*** Task inputs Section Begins ***

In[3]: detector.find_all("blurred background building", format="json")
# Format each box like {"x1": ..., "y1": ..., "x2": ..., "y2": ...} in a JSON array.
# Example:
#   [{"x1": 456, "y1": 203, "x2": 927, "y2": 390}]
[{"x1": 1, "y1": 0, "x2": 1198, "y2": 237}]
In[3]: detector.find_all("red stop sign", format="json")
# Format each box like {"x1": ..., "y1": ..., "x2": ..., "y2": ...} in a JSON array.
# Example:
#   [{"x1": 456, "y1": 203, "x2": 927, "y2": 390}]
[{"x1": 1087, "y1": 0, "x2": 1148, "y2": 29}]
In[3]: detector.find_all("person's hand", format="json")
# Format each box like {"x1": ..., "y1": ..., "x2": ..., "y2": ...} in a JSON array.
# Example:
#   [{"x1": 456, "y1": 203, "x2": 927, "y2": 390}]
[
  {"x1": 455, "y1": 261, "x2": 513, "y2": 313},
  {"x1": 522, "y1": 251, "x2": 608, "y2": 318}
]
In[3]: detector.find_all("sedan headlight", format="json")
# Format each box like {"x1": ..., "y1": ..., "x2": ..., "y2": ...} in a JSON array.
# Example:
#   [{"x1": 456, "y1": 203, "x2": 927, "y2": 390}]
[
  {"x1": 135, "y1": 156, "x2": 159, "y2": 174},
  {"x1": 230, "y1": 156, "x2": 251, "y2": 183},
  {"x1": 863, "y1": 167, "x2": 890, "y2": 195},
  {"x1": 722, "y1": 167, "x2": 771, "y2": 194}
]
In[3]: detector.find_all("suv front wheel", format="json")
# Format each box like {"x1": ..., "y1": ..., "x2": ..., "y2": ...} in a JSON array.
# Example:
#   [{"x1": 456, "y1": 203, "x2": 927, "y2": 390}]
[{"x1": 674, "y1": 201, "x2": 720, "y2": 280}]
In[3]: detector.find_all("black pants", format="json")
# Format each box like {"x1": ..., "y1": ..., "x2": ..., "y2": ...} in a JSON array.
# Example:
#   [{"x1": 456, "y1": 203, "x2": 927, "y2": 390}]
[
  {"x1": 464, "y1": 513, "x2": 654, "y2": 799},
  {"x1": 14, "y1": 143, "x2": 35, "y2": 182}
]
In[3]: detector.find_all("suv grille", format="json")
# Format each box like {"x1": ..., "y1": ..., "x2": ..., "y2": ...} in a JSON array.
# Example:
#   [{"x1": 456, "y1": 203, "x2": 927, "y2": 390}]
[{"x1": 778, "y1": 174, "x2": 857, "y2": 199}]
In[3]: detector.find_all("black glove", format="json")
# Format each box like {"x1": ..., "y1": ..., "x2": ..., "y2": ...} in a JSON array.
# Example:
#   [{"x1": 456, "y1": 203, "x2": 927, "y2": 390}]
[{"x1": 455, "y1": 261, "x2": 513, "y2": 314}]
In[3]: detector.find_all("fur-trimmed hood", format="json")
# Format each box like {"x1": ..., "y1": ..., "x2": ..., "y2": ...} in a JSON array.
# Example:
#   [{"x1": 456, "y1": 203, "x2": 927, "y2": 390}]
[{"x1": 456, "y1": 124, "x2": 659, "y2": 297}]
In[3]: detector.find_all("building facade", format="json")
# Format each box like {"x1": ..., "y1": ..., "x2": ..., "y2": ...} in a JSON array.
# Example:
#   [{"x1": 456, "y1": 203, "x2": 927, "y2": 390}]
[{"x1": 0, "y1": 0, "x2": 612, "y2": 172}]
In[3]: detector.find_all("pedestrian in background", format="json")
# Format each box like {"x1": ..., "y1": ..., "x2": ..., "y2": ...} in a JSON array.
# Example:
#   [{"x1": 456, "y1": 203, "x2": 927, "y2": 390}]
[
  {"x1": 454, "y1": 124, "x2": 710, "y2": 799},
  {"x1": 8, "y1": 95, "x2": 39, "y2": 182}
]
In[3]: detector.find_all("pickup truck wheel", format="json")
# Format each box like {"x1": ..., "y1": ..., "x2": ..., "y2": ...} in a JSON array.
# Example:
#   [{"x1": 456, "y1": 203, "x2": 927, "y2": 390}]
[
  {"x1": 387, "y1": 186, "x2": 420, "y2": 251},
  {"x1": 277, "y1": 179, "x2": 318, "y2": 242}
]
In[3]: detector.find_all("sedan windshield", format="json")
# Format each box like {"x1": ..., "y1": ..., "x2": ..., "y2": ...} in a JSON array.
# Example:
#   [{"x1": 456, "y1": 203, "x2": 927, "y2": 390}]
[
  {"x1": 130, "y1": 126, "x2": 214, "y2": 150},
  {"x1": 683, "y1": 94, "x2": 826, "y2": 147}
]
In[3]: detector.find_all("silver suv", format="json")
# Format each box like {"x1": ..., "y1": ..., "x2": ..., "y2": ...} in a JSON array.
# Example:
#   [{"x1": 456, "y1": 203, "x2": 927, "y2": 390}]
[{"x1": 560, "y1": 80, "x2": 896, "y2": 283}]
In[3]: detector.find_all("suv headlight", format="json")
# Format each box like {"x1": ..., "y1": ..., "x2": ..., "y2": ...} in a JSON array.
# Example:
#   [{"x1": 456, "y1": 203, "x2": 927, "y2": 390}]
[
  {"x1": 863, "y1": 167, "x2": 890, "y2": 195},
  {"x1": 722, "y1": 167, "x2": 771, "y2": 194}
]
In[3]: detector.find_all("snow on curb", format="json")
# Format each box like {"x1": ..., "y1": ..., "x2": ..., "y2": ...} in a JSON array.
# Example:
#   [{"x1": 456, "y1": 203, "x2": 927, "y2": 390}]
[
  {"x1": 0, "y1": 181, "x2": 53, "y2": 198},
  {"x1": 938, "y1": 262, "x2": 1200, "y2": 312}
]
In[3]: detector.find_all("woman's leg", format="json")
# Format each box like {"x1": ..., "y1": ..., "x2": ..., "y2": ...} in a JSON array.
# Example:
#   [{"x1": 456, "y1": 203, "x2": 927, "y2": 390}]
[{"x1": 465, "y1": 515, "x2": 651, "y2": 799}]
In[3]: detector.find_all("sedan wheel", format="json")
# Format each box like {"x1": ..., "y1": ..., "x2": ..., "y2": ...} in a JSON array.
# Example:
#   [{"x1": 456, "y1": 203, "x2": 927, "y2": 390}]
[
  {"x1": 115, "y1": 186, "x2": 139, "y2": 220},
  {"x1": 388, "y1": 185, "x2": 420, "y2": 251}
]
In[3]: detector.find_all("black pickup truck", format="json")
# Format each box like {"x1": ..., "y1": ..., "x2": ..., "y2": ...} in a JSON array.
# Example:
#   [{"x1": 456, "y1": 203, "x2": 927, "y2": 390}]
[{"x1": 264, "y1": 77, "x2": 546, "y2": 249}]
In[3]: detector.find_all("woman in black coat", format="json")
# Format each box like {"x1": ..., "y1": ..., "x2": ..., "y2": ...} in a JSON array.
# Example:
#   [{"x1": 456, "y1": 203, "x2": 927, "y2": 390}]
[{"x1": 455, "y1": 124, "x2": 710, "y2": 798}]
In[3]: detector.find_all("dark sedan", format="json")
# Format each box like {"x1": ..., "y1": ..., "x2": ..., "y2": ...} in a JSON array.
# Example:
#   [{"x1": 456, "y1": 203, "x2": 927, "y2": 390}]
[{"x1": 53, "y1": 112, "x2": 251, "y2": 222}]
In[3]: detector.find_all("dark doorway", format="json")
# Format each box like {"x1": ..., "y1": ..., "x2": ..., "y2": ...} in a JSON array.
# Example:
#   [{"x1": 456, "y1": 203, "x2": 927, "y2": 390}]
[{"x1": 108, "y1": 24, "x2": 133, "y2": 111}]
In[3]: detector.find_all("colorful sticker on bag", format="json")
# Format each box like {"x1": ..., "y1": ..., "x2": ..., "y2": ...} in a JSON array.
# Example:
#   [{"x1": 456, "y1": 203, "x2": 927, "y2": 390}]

*** Task inputs Section Ends ***

**What you should do**
Please copy each line of the records above in which the word "black" can be found.

**Answer to the problem**
In[3]: detector.find_all("black pants", format="json")
In[3]: detector.find_all("black glove", format="json")
In[3]: detector.find_all("black pickup truck", format="json")
In[3]: detector.find_all("woman in black coat", format="json")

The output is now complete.